§ **Exercise directions**: Word for word, retype each record shown below.

§ **The records**:
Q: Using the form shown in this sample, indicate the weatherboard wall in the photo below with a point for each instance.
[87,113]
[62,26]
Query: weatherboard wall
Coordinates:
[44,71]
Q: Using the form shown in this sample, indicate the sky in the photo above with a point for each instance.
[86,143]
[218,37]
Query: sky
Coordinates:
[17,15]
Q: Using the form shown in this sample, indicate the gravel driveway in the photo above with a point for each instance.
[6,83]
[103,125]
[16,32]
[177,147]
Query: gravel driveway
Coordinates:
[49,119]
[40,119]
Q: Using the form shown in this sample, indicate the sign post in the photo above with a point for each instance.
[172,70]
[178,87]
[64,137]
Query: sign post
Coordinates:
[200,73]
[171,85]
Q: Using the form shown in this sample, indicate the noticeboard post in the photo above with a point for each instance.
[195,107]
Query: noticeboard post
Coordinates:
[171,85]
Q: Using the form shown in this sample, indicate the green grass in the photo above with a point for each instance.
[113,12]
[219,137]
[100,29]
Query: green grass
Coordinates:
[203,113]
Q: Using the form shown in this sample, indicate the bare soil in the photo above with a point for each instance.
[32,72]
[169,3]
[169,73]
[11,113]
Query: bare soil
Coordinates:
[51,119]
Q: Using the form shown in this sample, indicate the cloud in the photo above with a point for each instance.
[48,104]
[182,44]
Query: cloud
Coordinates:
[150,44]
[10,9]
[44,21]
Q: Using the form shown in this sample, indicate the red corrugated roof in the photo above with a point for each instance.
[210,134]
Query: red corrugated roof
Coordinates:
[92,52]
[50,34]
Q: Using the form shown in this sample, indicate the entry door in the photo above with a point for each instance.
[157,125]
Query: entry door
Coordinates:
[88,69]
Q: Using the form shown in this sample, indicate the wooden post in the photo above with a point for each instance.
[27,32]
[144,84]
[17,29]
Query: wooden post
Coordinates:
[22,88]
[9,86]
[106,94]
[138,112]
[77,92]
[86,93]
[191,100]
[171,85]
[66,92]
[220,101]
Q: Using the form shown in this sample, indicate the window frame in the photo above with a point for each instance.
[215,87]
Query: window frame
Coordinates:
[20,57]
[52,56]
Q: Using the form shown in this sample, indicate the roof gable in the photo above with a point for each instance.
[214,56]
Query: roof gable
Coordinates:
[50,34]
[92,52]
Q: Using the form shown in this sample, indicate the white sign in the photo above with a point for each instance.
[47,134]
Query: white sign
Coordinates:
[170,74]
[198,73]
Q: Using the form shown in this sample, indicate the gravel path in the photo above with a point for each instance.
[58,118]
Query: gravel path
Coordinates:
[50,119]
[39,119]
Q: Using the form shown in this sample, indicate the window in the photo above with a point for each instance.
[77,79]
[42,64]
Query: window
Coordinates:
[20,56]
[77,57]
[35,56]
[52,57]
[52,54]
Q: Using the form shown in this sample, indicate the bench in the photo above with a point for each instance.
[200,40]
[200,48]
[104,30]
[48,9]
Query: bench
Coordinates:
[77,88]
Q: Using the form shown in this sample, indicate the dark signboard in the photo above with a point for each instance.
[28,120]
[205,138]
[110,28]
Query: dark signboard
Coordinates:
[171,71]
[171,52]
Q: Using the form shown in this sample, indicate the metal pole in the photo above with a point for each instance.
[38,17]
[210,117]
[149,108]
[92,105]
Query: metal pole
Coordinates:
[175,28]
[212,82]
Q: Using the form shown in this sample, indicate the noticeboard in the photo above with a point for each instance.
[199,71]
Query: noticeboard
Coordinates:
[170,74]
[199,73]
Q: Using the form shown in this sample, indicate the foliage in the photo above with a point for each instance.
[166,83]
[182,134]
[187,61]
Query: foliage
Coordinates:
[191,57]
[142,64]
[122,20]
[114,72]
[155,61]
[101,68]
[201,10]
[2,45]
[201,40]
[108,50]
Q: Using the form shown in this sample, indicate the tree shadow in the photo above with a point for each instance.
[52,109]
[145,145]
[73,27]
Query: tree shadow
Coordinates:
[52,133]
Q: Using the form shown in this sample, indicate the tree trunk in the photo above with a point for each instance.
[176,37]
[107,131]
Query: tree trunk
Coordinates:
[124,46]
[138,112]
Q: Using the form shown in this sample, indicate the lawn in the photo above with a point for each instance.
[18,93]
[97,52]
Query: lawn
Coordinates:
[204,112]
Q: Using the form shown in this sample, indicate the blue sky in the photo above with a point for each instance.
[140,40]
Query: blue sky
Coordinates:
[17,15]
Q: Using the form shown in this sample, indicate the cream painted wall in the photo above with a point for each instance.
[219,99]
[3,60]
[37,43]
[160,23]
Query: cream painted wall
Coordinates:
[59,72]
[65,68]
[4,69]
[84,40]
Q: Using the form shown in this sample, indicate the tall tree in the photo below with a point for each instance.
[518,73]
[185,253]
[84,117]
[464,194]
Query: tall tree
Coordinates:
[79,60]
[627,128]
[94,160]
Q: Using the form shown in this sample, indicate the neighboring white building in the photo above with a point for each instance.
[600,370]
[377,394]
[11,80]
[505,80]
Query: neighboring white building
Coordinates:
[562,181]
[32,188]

§ **Exercise response**:
Q: Using the form shown in this sample, indicate the weatherboard wall in the photo below with a point for each instance.
[87,113]
[62,26]
Query: weatherboard wall
Coordinates:
[44,71]
Q: Using the form shown in this sample, indicate the sky in the photo above with a point for each instance.
[86,143]
[218,37]
Query: sky
Coordinates:
[17,15]
Q: Using the form shown in this sample, indicate the gravel driveway in the photo above with a point for each instance.
[6,83]
[103,125]
[16,32]
[177,147]
Query: gravel driveway
Coordinates:
[49,119]
[40,119]
Q: Using the form shown in this sample, indicate the sign post in the photo above with a point for each instance.
[172,70]
[178,87]
[64,137]
Query: sign post
Coordinates:
[200,73]
[171,85]
Q: Using the form shown in this sample, indicate the noticeboard post in the photo above with a point for each instance.
[195,107]
Query: noticeboard post
Coordinates:
[171,85]
Q: Using the form shown in this sample, indicate the green grass in the photo above with a point for each instance.
[113,12]
[219,137]
[100,29]
Query: green grass
Coordinates:
[203,113]
Q: Using the form shown in this sample, indicate the bare soil in the photo above with a point for each instance.
[32,72]
[169,3]
[169,73]
[11,113]
Query: bare soil
Coordinates:
[51,119]
Q: Using the form shown in this sample, indicate the cloud in the photo above with a point for each instance.
[48,104]
[182,44]
Query: cloud
Coordinates:
[150,44]
[10,9]
[44,21]
Q: Using the form shown in this sample, indicate the red corrugated roof in the photo above with a point for each instance.
[210,134]
Query: red corrugated roof
Coordinates:
[92,52]
[50,34]
Q: Using the form shown in this sample, indicate the entry door in the photo above with a point for each instance.
[157,125]
Query: entry door
Coordinates:
[88,69]
Q: Using the form shown in this sample, indicate the wooden post in the photo above with a point for each instance.
[27,32]
[144,84]
[17,29]
Query: wooden post
Coordinates:
[22,88]
[9,86]
[106,94]
[138,112]
[77,92]
[86,93]
[191,100]
[171,85]
[66,92]
[220,101]
Q: Using the form shown in this sample, indicate the window frame in the photo above with a point for each instance.
[215,87]
Query: window frame
Coordinates:
[20,57]
[52,56]
Q: Using the form shown in this sample, indicate the roof gable in the photo above with a point for each instance.
[214,56]
Query: roof gable
Coordinates:
[50,34]
[92,52]
Q: Using the form shown in this sample, indicate the white sign in the photo above with a point for each instance.
[47,134]
Query: white sign
Coordinates:
[170,74]
[198,73]
Q: Using the form shown in this sample, indicate the gravel path in the photo above with a point for each instance.
[58,118]
Query: gravel path
Coordinates:
[50,119]
[39,119]
Q: Using the form shown in this sample, indicate the window in the photo above with a point for each instance.
[77,79]
[42,64]
Query: window
Coordinates:
[20,56]
[77,57]
[35,56]
[52,57]
[52,54]
Q: Using the form shown in this sample, indicate the bench in the photo above with a point for each instance.
[200,40]
[200,48]
[104,30]
[48,9]
Query: bench
Coordinates:
[77,88]
Q: Using the form shown in this sample, indicate the dark signboard in the photo above with a point for each instance.
[28,120]
[205,138]
[110,28]
Query: dark signboard
Coordinates:
[171,71]
[171,52]
Q: Using the form shown in this sample, indicate the metal pole in the photo above with a point for each instance.
[38,17]
[210,117]
[149,108]
[92,105]
Query: metal pole
Coordinates:
[175,28]
[212,82]
Q: Using the form shown in this sample, indicate the noticeboard in the photo above with a point for each instance.
[199,71]
Query: noticeboard
Coordinates:
[170,74]
[199,73]
Q: Using the form shown in this sample, indicate the foliage in the photo above with a point for each instance.
[166,83]
[182,134]
[187,61]
Query: foliage
Coordinates:
[191,57]
[142,64]
[122,20]
[114,72]
[155,61]
[101,68]
[201,10]
[2,45]
[201,40]
[108,50]
Q: Using the form shown in this sample, indicate the tree shadow in the photo above with a point for each instance.
[52,109]
[145,145]
[73,27]
Query: tree shadow
Coordinates:
[52,133]
Q: Using the form shown in this sample, indicate the tree trunk in the photo above with a point for each instance.
[176,37]
[107,131]
Query: tree trunk
Coordinates:
[124,46]
[138,112]
Q: Using the form shown in this sample, indicate the lawn in the photo above with a point for each instance.
[18,93]
[97,52]
Query: lawn
Coordinates:
[204,112]
Q: Using the form shown in this sample, indicate the blue sky in the photo above with a point for each instance.
[140,40]
Query: blue sky
Coordinates:
[17,15]
Q: Using the form shown in this sample, indicate the cream painted wall in the photo above with a point for each instance.
[219,99]
[3,60]
[37,43]
[160,23]
Query: cream painted wall
Coordinates:
[59,72]
[65,68]
[4,69]
[84,40]
Q: Using the form shown in this sample, indicate the tall tree in the photo below with a point for each instance.
[518,73]
[185,253]
[84,117]
[464,194]
Query: tall tree
Coordinates:
[79,60]
[627,128]
[94,160]
Q: Using the form shown in this sample, indicate the neighboring white building in the photo above with a point for each instance.
[600,370]
[377,394]
[11,80]
[505,80]
Query: neighboring white building
Coordinates:
[562,181]
[32,188]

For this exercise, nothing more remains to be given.